▶ [Point localization data]:
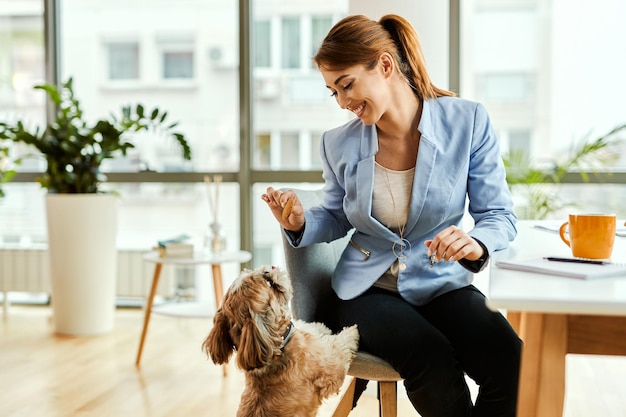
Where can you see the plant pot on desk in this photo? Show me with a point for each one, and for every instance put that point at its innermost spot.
(82, 231)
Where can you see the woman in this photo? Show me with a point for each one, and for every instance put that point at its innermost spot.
(399, 175)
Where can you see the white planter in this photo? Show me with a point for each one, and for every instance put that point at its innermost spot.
(82, 232)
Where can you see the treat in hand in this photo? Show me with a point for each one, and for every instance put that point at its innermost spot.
(287, 209)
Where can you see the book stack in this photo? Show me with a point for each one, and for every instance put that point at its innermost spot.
(177, 247)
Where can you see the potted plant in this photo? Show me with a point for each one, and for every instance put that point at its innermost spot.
(533, 183)
(7, 172)
(81, 219)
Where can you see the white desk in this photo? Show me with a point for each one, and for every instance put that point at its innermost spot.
(215, 260)
(555, 316)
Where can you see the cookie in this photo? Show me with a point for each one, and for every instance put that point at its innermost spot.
(287, 209)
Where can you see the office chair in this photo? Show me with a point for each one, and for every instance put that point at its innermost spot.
(310, 269)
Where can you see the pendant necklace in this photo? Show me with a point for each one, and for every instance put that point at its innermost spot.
(401, 247)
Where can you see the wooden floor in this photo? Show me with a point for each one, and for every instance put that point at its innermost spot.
(45, 375)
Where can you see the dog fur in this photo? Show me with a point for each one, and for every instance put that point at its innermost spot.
(281, 381)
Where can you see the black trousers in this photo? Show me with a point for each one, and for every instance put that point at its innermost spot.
(435, 345)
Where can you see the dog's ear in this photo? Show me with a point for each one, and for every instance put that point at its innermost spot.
(255, 346)
(218, 344)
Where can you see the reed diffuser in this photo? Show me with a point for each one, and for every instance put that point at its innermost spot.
(214, 241)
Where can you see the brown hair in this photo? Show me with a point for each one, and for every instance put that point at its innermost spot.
(358, 40)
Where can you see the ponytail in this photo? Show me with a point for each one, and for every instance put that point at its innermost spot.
(410, 57)
(358, 40)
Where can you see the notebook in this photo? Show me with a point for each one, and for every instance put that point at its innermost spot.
(565, 269)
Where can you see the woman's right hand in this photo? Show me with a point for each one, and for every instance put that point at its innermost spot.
(279, 202)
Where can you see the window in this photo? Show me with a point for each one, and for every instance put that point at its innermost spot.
(177, 64)
(262, 44)
(506, 88)
(290, 38)
(123, 61)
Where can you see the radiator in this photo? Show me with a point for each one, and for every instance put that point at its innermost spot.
(28, 270)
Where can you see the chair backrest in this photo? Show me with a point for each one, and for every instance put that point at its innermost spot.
(310, 268)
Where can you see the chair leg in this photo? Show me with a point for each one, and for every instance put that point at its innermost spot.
(361, 384)
(344, 406)
(388, 398)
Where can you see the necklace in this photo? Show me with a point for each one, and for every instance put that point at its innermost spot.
(401, 247)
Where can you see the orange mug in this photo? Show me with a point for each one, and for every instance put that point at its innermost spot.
(590, 235)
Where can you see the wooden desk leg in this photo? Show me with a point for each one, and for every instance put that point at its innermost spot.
(148, 309)
(542, 374)
(218, 285)
(218, 288)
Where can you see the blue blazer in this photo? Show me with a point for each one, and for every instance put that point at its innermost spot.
(458, 162)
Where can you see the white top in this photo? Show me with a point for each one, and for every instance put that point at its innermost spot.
(391, 196)
(390, 206)
(533, 292)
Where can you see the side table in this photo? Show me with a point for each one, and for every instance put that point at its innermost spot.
(215, 260)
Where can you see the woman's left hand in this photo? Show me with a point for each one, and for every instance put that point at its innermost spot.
(452, 244)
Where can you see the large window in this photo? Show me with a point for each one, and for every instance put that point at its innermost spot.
(549, 73)
(123, 61)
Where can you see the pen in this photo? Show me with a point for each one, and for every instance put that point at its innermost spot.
(575, 260)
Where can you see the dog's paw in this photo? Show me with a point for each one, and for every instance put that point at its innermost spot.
(348, 338)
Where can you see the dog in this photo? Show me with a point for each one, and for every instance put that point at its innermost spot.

▶ [WHAT TO DO]:
The images are to be left out; every line above should be set down exactly.

▶ [EXERCISE ANSWER]:
Where can you see the plant pot on desk in this photo? Show me with a point for each one, and for every instance put that point at its innermost spot.
(82, 231)
Where can you see the woman in this photo? Show me with a point for each one, and for every instance put that point at its innermost spot.
(399, 175)
Where can you see the white planter in this photo? Show me with a point for each one, and for every instance put that point at its innermost spot.
(82, 232)
Where can you see the treat in hand in this photo? Show me with a point for each one, and for every instance put that point at its innermost spot.
(287, 209)
Where can you see the book stack in this photo? Show me with a point for each one, and for every instance put that point at its innermost spot.
(177, 247)
Where can you see the potted plant in this photo? Show me with a point for each one, and for every instance put that point at its innermost spot.
(533, 183)
(7, 172)
(81, 219)
Where can you see the white desk in this photo? Show me with a point for each one, and for every instance put that point at its innermost spot.
(215, 260)
(555, 316)
Where can you see the cookie in this photo? Show me with a point for each one, and for every instance put that point at its innermost spot.
(287, 209)
Where can you see the office chair in this photo? Show me with a point for each one, and for every instance put that point at its innermost spot.
(310, 269)
Where can you see the pendant necklace in this photo? Show me with a point for each one, and for every instance put that point at its innermost spot.
(401, 247)
Where can you see the wooden floor in this photo? Show me with a point for each one, and for every instance put that point at its innermost spot.
(45, 375)
Where can you see the dog fur in this photo? Show me with a point for each one, and for every instance put that point at its innermost spot.
(281, 381)
Where can you see the black trousers in this photo? Show me with a point for each one, and for every instance put that point at its innermost spot.
(435, 345)
Where can you see the dog's ear in this photo? Show me with a point for each one, and for every instance put that point at its innermost spot.
(255, 346)
(218, 344)
Where can you see the reed diffuser in this photo? Show me with a point for each one, and for every instance put that point at its innermost spot.
(214, 241)
Where can you see the brown hair in this photo? Show me with a point for each one, and for every instance put that point at its innermost spot.
(358, 40)
Where can you see the ponytail in this photo? Show me with a point for each one, and for every instance put that point at its innermost spot.
(410, 57)
(358, 40)
Where can you see the notebook in this photo? Show me with a point for each one, and for every instance put that point at its innermost spot.
(565, 269)
Where can you see the woman's right hand in this photo? Show me with a point for each one, and for every instance put that point at its innermost spot.
(279, 202)
Where can you see the window in this photo? Show me with a point for each one, and for every instance put that point at its innermost spot.
(177, 64)
(262, 44)
(506, 88)
(290, 38)
(123, 61)
Where can you see the radiator in this photo? Show me with a point for each one, and for every instance put that point at its innermost spot.
(28, 270)
Where can you see the chair backrest in this photo? Show me with a point for each one, and for every instance put that point at its innermost spot.
(310, 268)
Where can you see the chair leg in this photo? Show me with a point for each one, and for every instance put that point at its innermost spot.
(361, 384)
(344, 406)
(388, 398)
Where can you see the necklace in this photo? Show me with a point for each one, and for every instance put that point at its innermost spot.
(401, 247)
Where can you see the orange mug in this photo? Show me with a point for each one, and for every instance put that point at its innermost spot.
(590, 235)
Where can you see the wooden desk leg in this photo? Show me with a point for each one, and for every instance put that point at its innermost spot.
(148, 309)
(542, 374)
(218, 285)
(218, 288)
Where can you see the blue blazer in this photo? Show me with a point for each one, and for every instance put that point at its innermost spot.
(458, 162)
Where can you see the white top in this photo? Show me with a point for each one, and for every instance put that point at its innermost spot.
(391, 196)
(390, 206)
(533, 292)
Where can you see the side table in this photo? Show me with a point for each one, and for every instance put that point at its innermost spot.
(215, 260)
Where can you see the woman's left hand in this photo? Show me with a point for each one, and for every instance put that point at its innermost spot.
(452, 244)
Where can you see the large window in this photo? Show me with a point for each one, and for every instance put that point at its innermost spot.
(549, 73)
(123, 61)
Where can you see the pen in this photo? Show me with a point for each one, and for every instance put that point at its innermost spot.
(575, 260)
Where can you see the dog's paw in this photo? Show me with a point for each one, and for every instance put that point at its innermost spot.
(348, 338)
Where can you see the dog in this photo? Show me with a point for each one, and for every instance put that point at its innermost spot.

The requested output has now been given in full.